◆ **Excerpt to read**:

________________________________________

Restoring the bad parts of JR’s Constitution

Thursday, 20 August 2020 01:14 -     - {{hitsCtrl.values.hits}}

There is no reason to go back to what did not work. There are more important things the government can focus on, especially given the massive majority in Parliament and the challenges posed by a contracting economy and debt repayments coming due – Pic by Shehan Gunasekara


It appears from news reports that the new government considers the impending debt crisis less important than hacking away at the 19th Amendment. It is ironic that those who opposed the 1978 Constitution are seeking to restore its worst elements.



Power to dissolve Parliament

Under the 1978 Constitution, the President is directly elected by the people. His mandate is independent of Parliament. Parliament derives its mandate also from the people, independently of the President. Unlike many other countries, we must conduct two elections at considerable cost to figure out the shape and form of our government. 

One could debate the rationality of conducting two expensive elections within a few months and about the strain imposed on the economy and polity by the associated uncertainties. Each election has two cost components: one incurred by the state for its conduct (estimated to be more than Rs. 8 billion for the 2020 General Election) and the total of the costs incurred by the candidates. The candidate component is not fully documented but a baseline number would be the Rs. 5.5 million expenses disclosed by Ranjan Ramanayake who contested in the Gampaha District multiplied by the number of candidates which would have been more than 15,000. That would yield a total in the range of Rs. 75 billion.

________________________________________

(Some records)
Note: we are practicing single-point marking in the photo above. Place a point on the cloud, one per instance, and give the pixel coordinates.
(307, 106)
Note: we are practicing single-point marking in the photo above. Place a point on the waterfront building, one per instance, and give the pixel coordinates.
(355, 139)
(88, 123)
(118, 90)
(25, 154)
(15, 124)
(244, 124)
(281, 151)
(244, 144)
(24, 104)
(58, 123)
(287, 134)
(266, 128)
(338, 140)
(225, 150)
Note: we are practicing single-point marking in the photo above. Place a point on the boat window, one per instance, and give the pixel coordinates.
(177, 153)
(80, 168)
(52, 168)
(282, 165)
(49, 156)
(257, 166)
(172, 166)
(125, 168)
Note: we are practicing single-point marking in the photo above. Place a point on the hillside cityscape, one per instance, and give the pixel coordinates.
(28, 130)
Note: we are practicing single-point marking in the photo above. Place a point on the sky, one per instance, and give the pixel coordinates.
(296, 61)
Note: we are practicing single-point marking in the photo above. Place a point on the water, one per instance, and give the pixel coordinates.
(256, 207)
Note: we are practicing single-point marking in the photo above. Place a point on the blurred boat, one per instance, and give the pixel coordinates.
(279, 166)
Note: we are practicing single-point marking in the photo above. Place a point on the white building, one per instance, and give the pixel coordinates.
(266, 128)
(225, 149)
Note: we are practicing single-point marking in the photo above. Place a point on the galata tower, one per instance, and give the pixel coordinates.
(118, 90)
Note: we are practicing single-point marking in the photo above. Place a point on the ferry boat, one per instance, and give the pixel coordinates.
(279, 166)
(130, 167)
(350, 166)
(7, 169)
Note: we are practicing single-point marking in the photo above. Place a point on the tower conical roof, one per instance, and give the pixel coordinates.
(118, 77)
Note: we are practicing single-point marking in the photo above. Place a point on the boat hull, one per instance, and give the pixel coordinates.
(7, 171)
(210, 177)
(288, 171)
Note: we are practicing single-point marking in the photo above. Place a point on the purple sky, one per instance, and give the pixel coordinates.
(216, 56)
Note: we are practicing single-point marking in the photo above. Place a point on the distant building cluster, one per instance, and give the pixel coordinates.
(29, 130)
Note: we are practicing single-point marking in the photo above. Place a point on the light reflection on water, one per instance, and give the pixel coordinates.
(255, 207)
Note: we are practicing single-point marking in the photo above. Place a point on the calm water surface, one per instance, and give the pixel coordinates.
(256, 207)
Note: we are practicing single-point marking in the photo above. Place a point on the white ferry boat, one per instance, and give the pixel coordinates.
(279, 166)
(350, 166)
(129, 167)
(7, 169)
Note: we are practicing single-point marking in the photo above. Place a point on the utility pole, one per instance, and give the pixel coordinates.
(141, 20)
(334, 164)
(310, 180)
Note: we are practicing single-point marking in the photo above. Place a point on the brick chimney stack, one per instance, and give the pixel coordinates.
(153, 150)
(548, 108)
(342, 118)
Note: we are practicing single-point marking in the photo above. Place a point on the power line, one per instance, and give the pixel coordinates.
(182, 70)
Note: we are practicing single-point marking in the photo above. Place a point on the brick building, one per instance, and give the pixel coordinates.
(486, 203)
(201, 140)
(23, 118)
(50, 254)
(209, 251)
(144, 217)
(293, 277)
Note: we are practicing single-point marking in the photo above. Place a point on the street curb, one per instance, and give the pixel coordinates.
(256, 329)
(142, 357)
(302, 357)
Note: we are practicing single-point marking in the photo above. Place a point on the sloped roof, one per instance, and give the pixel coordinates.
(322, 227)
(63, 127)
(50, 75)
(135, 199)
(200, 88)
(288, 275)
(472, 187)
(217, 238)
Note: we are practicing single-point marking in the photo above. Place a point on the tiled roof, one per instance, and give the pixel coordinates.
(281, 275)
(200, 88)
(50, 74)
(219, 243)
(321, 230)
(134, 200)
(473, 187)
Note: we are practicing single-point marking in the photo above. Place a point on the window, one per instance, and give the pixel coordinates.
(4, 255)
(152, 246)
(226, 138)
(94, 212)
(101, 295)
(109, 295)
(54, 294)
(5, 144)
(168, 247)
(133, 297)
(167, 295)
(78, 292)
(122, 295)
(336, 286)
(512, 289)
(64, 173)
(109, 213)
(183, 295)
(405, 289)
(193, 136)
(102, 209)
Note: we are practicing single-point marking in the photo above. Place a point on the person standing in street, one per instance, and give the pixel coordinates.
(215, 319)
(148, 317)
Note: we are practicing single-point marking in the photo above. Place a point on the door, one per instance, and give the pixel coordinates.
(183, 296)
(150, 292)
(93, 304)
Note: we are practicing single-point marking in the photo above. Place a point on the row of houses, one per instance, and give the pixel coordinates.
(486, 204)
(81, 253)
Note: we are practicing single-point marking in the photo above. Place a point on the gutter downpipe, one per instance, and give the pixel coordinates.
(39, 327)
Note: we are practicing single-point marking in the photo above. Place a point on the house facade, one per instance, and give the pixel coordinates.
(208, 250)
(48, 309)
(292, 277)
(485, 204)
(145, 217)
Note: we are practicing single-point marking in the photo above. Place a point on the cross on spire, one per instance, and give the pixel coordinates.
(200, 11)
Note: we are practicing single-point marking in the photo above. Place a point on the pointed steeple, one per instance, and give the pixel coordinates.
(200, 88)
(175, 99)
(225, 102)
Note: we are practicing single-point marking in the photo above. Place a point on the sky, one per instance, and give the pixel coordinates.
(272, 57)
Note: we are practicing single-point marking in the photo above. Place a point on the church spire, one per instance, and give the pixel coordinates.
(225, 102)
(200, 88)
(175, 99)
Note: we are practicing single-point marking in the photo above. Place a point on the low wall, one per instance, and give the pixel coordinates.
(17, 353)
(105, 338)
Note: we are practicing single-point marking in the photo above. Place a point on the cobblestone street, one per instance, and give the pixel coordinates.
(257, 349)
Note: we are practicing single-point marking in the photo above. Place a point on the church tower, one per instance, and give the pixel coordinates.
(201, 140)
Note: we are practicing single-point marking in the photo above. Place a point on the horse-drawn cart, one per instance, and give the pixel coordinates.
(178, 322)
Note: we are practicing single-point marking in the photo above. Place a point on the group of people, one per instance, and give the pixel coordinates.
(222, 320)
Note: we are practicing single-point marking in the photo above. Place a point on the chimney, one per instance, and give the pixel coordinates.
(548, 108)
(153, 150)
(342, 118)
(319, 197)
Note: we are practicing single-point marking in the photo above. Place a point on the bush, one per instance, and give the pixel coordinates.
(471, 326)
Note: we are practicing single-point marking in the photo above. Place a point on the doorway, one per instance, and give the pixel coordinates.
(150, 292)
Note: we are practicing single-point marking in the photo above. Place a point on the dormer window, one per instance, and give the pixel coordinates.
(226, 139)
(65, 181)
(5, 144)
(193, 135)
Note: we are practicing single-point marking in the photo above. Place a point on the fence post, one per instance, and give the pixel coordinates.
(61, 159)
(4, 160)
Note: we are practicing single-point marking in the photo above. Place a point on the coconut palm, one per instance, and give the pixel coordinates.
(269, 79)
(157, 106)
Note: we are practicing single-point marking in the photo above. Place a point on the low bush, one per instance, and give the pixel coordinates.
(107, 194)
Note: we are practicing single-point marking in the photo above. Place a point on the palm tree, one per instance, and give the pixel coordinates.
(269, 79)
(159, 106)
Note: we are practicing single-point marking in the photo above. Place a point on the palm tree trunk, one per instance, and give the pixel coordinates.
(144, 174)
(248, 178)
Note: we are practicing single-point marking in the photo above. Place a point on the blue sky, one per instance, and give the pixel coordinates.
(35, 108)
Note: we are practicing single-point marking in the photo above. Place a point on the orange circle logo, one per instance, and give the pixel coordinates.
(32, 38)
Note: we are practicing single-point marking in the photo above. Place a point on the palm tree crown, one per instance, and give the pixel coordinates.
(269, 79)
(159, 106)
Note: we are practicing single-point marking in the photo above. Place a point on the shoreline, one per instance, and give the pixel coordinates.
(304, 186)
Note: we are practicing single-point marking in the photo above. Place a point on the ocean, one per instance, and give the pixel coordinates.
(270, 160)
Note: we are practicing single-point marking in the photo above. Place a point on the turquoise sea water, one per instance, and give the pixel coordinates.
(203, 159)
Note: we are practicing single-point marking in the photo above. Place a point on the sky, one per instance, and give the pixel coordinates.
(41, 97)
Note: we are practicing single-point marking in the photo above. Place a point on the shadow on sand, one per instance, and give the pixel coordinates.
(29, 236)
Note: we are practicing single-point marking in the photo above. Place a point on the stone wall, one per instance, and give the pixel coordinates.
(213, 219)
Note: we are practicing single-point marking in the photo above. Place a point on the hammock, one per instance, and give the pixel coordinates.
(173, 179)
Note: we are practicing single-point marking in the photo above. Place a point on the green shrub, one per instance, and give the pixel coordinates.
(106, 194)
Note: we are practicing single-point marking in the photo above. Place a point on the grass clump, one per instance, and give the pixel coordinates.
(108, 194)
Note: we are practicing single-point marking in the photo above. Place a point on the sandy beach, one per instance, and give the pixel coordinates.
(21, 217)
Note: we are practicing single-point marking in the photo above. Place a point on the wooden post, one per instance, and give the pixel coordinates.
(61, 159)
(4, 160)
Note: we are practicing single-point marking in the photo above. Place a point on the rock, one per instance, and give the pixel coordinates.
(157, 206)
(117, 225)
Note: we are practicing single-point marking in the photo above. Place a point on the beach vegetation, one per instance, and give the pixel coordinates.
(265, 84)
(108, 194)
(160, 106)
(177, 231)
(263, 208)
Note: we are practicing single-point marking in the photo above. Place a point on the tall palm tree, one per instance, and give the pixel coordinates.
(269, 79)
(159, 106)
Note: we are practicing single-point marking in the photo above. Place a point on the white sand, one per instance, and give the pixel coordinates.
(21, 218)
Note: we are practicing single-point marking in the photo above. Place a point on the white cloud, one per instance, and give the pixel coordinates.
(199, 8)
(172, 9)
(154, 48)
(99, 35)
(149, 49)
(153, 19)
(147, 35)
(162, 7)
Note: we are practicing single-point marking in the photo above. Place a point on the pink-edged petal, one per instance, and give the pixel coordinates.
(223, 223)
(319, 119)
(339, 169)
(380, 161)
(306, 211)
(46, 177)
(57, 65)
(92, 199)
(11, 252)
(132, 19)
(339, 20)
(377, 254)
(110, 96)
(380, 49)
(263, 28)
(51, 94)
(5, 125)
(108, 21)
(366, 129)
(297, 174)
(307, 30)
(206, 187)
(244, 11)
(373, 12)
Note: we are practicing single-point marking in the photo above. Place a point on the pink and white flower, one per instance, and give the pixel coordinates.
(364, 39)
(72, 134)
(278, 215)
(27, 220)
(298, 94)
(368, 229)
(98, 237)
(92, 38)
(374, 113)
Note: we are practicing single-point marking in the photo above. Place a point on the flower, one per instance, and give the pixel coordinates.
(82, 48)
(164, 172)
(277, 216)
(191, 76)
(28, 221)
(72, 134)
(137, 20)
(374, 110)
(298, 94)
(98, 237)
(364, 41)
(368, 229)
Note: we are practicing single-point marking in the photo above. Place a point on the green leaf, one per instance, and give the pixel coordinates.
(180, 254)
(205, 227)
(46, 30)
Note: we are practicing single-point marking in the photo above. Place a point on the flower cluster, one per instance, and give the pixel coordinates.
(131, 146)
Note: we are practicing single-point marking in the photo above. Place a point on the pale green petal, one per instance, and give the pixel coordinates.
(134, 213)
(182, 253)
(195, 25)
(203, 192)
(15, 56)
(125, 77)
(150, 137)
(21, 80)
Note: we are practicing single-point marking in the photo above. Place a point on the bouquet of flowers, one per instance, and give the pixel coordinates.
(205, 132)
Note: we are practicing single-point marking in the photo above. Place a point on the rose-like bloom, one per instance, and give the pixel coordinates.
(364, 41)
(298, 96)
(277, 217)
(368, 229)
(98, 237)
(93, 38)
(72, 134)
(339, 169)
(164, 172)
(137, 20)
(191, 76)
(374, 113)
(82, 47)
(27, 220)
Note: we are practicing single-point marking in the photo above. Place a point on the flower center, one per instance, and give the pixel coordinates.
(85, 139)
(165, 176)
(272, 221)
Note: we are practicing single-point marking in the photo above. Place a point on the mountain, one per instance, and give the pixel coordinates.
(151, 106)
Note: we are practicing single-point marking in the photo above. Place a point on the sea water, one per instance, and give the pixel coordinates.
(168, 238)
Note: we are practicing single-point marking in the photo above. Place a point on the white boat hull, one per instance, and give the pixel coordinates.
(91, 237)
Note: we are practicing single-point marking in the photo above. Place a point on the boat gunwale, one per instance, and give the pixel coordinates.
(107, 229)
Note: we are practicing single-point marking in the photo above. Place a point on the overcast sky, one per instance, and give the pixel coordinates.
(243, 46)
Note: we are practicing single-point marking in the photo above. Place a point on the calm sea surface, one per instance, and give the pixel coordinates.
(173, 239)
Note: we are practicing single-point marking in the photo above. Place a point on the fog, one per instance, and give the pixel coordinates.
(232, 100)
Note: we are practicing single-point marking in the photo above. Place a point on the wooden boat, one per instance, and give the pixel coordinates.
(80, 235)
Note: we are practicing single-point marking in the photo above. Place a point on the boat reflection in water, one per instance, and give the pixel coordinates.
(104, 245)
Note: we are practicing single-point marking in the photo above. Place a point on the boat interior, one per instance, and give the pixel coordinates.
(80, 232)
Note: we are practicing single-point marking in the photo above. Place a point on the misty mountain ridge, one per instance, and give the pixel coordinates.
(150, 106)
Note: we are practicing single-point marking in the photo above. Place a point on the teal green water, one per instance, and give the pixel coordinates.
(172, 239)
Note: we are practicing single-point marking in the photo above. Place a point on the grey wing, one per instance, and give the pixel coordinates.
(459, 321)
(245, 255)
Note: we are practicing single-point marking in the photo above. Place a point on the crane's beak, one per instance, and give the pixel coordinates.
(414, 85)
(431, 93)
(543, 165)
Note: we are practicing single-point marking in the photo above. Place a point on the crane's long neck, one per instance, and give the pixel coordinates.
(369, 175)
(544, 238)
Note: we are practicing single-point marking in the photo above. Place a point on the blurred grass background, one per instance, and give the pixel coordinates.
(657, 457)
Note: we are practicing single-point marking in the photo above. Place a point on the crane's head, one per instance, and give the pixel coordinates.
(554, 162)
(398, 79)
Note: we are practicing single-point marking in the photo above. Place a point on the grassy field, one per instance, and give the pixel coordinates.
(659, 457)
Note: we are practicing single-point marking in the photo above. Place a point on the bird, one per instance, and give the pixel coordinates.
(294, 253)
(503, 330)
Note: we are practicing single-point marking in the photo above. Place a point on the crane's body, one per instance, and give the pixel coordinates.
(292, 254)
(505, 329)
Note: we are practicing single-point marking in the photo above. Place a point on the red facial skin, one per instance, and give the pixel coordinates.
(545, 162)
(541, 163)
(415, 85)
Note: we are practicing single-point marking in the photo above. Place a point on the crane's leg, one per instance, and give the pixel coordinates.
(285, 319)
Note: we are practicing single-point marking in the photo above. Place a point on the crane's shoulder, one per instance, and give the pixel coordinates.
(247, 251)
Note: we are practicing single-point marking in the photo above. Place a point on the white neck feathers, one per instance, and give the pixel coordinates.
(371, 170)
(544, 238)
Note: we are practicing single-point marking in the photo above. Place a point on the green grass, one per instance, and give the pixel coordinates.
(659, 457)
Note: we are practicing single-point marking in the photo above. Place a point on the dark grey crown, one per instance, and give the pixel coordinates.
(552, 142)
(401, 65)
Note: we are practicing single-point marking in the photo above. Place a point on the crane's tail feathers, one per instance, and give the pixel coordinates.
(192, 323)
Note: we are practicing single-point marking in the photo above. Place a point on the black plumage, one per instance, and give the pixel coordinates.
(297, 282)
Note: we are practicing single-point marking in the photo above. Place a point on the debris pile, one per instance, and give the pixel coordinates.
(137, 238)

________________________________________

◆ **Do this**: Please state the estimated cost to the state of conducting the 2020 General Election, according to the article on JR's Constitution.

◆ **Exercise solution**: More than Rs. 8 billion.